*Short exercise*: Quote all of the entries word for word.

*Dataset*:
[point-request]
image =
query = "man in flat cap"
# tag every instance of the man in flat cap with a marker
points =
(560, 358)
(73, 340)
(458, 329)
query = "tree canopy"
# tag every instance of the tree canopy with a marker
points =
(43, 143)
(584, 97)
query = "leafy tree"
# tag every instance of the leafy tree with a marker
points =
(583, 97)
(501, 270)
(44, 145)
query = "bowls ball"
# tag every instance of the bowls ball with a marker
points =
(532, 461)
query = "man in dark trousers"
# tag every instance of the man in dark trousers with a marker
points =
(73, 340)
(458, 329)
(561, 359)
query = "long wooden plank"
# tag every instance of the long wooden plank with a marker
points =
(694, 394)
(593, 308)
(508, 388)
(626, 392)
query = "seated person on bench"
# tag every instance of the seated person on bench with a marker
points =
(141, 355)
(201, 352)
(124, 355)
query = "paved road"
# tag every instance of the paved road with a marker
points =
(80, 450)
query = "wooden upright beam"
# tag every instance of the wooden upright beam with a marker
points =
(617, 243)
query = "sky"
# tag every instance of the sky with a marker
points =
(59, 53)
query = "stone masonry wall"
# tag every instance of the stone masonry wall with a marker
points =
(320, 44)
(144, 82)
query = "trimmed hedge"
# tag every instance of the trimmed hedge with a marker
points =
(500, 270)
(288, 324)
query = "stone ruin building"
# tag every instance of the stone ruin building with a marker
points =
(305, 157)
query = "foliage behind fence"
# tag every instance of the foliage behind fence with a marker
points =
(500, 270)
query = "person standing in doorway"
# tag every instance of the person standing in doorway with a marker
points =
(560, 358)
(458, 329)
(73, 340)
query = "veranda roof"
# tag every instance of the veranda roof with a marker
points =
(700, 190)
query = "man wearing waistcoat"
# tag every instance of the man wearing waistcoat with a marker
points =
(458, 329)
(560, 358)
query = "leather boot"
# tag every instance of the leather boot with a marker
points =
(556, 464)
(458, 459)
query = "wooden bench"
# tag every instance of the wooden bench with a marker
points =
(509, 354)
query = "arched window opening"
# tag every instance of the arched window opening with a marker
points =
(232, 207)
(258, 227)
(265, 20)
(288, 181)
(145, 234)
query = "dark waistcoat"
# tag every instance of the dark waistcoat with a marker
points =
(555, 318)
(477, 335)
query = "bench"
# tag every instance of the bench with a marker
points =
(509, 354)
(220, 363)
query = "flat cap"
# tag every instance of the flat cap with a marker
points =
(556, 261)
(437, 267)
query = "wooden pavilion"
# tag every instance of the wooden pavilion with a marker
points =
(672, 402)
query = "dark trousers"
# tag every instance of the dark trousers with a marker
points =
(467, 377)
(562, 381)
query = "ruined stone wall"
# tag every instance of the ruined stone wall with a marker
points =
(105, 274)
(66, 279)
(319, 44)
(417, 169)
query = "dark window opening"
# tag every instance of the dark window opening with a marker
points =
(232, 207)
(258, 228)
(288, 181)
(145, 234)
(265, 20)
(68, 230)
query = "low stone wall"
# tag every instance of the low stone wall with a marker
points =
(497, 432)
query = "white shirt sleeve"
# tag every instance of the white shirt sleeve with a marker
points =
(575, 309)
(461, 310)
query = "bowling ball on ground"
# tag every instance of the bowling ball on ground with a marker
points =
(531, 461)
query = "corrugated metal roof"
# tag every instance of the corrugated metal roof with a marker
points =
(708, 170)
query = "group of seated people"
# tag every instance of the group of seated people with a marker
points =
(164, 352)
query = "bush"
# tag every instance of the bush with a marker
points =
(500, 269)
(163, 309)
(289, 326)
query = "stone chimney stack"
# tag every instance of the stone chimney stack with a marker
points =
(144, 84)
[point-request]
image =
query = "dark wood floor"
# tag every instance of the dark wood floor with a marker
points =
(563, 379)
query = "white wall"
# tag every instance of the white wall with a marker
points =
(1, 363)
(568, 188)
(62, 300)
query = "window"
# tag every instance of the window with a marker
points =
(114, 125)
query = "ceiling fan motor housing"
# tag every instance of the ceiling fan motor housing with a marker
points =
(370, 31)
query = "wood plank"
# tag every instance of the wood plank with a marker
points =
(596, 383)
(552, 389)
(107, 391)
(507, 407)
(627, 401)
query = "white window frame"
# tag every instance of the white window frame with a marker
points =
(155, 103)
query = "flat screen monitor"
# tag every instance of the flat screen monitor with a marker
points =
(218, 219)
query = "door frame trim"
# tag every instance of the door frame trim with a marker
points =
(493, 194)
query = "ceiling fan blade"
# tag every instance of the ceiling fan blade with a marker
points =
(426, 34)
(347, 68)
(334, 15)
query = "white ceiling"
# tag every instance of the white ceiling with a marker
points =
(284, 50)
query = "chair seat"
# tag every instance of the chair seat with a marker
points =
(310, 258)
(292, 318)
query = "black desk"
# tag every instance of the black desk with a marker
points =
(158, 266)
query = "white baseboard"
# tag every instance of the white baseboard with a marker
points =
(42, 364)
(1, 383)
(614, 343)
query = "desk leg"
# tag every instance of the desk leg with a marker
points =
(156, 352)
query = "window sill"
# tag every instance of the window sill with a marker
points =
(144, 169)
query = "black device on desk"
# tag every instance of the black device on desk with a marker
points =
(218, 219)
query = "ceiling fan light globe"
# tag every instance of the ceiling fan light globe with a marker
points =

*Task result*:
[point-request]
image =
query = "man in flat cap"
# tag every instance of the man in flat cap with a marker
points =
(560, 358)
(73, 340)
(458, 329)
query = "tree canopy"
# tag every instance of the tree canopy with a marker
points =
(43, 143)
(584, 97)
query = "leafy tree"
# tag every instance of the leafy tree with a marker
points =
(583, 97)
(501, 270)
(44, 145)
query = "bowls ball"
# tag every instance of the bowls ball with a marker
points =
(532, 461)
query = "man in dark trousers"
# tag every instance of the man in dark trousers with a marker
points =
(73, 340)
(458, 329)
(561, 359)
query = "long wooden plank"
# tag every instance of the long wooden plank with a marker
points =
(694, 394)
(593, 308)
(508, 388)
(626, 392)
query = "seated person on bench"
# tag every instance of the seated person on bench with a marker
points =
(141, 355)
(201, 352)
(124, 355)
query = "paved road"
# tag every instance of the paved road with a marker
points =
(80, 450)
query = "wooden upright beam"
# tag every instance of the wooden upright beam with a marker
points =
(617, 243)
query = "sky"
# tag every instance of the sky with a marker
points =
(59, 53)
query = "stone masonry wall"
# tag every instance of the stone masonry wall with a marker
points =
(320, 44)
(144, 82)
query = "trimmed hedge"
# tag every instance of the trimmed hedge with a marker
points =
(500, 270)
(288, 324)
query = "stone ruin building"
# tag every instance of the stone ruin building with a marker
points =
(305, 157)
query = "foliage behind fence"
# tag every instance of the foliage behind fence with a marker
points =
(500, 270)
query = "person standing in doorway"
# tag every instance of the person standing in doorway with a marker
points =
(560, 358)
(458, 329)
(73, 340)
query = "veranda roof"
# tag every instance of the veranda roof with a marker
points =
(700, 190)
query = "man wearing waistcoat"
# tag every instance of the man wearing waistcoat with a marker
points =
(458, 329)
(560, 358)
query = "leather boot"
# tag every instance of the leather boot with a marker
points =
(556, 464)
(458, 459)
query = "wooden bench"
# tag every instance of the wooden bench with a marker
points =
(509, 354)
query = "arched window opening"
# tag every instance of the arched window opening with a marker
points =
(232, 207)
(258, 227)
(265, 20)
(288, 181)
(145, 234)
query = "dark waistcoat"
# tag every instance of the dark waistcoat with a marker
points =
(555, 318)
(477, 335)
query = "bench"
# tag every instance of the bench with a marker
points =
(509, 354)
(220, 363)
query = "flat cap"
# tag every instance of the flat cap with a marker
points =
(556, 261)
(437, 267)
query = "wooden pavilion"
# tag every instance of the wooden pavilion with a marker
points =
(672, 402)
query = "dark trousers"
# tag every instance of the dark trousers with a marker
points =
(467, 377)
(562, 381)
query = "ruined stone wall"
# tag every instance of the ruined stone wall with a marker
points =
(105, 274)
(66, 279)
(319, 44)
(417, 169)
query = "dark window opening"
# tag every instance of the dark window opening with a marker
points =
(232, 207)
(258, 228)
(288, 181)
(145, 234)
(265, 20)
(68, 230)
query = "low stone wall"
# tag every instance of the low stone wall with a marker
points =
(497, 432)
query = "white shirt sleeve"
# tag every instance of the white shirt sleeve with a marker
points =
(575, 309)
(461, 310)
query = "bowling ball on ground"
# tag every instance of the bowling ball on ground with a marker
points =
(531, 461)
query = "corrugated metal roof"
# tag every instance of the corrugated metal roof with a marker
points =
(708, 170)
query = "group of seated people"
# tag every instance of the group of seated people with a marker
points =
(164, 352)
query = "bush"
# tag every instance of the bush with a marker
points =
(500, 269)
(163, 309)
(289, 326)
query = "stone chimney stack"
# tag every instance of the stone chimney stack with a marker
points =
(144, 84)
[point-request]
image =
query = "dark wood floor"
# tag every instance of the dark wood floor with a marker
points =
(563, 379)
query = "white wall"
# tag every instance of the white wall with a marker
points =
(1, 363)
(568, 188)
(62, 300)
query = "window"
# tag every instance of the window with a marker
points =
(114, 125)
query = "ceiling fan motor housing"
# tag every instance of the ceiling fan motor housing with a marker
points =
(370, 31)
query = "wood plank"
# tag every instance of the wood plank with a marker
points =
(596, 383)
(552, 389)
(107, 391)
(507, 407)
(627, 401)
query = "white window frame"
# tag every instance of the white window frame with a marker
points =
(155, 103)
query = "flat screen monitor"
# tag every instance of the flat screen monitor with a marker
points =
(218, 219)
query = "door frame trim"
# tag every instance of the door frame trim with a marker
points =
(493, 194)
query = "ceiling fan blade"
# tag every instance of the ceiling fan blade with a marker
points =
(426, 34)
(347, 68)
(334, 15)
query = "white ceiling"
# tag every instance of the white ceiling with a marker
points =
(284, 50)
query = "chair seat"
# tag every instance of the chair seat with a marker
points =
(310, 258)
(292, 318)
query = "black desk"
# tag every instance of the black desk with a marker
points =
(158, 266)
query = "white baseboard"
# tag every instance of the white baseboard with a marker
points =
(42, 364)
(1, 383)
(614, 343)
query = "desk leg"
# tag every instance of the desk leg with a marker
points =
(156, 352)
query = "window sill"
# tag every instance of the window sill with a marker
points =
(144, 169)
query = "black device on desk"
# tag every instance of the black device on desk with a marker
points =
(218, 219)
query = "ceiling fan light globe"
# tag every instance of the ceiling fan light globe with a marker
points =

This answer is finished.